**Extracted data entries:**

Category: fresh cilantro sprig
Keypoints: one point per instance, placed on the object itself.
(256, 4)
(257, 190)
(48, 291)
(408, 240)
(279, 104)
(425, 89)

**What is needed:**
Go through the records and set each one down again, unchanged.

**Answer section:**
Category: fresh cilantro sprig
Keypoints: one point per instance, placed on the object itself.
(256, 4)
(257, 190)
(48, 291)
(408, 240)
(279, 104)
(425, 89)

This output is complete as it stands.